▶ Exercise objective
Write out the entries below character for character, starting at the line that contains "Annotate each instance of the bearded" and continuing through the final line of the entries.

▶ Given data
%%
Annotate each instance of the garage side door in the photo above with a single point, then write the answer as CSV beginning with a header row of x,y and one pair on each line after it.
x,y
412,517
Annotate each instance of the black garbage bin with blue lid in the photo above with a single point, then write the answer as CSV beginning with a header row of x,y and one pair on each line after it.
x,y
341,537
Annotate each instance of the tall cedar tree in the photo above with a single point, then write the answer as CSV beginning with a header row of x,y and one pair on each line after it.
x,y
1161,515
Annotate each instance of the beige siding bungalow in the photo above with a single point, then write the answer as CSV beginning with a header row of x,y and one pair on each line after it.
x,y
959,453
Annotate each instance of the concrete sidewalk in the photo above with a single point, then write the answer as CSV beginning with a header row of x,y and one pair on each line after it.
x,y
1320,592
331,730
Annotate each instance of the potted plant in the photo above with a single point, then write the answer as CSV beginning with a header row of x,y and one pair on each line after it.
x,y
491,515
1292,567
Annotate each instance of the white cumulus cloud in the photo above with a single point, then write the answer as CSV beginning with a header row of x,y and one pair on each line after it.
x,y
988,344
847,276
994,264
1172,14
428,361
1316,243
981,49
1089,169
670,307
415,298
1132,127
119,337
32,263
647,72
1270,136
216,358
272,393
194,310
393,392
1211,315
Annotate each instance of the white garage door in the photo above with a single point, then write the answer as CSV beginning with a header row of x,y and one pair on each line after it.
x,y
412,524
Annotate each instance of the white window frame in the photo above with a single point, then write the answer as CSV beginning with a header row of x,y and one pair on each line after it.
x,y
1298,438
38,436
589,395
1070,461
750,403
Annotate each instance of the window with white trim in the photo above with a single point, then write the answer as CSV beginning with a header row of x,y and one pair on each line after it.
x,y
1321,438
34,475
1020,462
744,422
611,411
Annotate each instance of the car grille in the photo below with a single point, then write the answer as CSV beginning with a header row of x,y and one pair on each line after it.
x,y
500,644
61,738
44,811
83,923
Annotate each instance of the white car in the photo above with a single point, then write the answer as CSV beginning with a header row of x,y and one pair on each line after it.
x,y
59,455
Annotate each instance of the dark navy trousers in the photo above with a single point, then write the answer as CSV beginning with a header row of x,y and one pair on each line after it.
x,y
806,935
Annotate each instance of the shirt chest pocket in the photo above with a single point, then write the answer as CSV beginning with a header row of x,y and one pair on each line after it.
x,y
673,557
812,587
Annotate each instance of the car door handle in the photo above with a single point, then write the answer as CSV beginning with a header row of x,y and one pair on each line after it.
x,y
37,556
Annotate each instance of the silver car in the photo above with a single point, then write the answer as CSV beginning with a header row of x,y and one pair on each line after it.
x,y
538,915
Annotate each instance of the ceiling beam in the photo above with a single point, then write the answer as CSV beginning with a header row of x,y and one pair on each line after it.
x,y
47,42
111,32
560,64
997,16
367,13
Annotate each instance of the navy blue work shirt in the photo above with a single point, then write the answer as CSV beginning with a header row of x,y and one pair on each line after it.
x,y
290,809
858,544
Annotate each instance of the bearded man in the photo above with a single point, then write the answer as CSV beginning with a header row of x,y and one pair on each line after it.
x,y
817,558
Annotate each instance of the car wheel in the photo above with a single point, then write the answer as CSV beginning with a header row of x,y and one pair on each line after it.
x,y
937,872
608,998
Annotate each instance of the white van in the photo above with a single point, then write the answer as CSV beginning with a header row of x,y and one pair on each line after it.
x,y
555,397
%%
▶ Response
Annotate each instance of the bearded man in the photo above with a single point, then write the answer as CSV beginning with a header row of x,y and one pair on each line after it.
x,y
817,558
Annotate each instance of the car wheel in the photo above with a single point, then write the answer as CSV beginning with a header row of x,y and one pair on each line after it.
x,y
937,872
608,998
Annotate each instance of the white van in the photo above with a single point, then write the answer as CSV beginning with a header row of x,y and one pair on each line after it.
x,y
555,397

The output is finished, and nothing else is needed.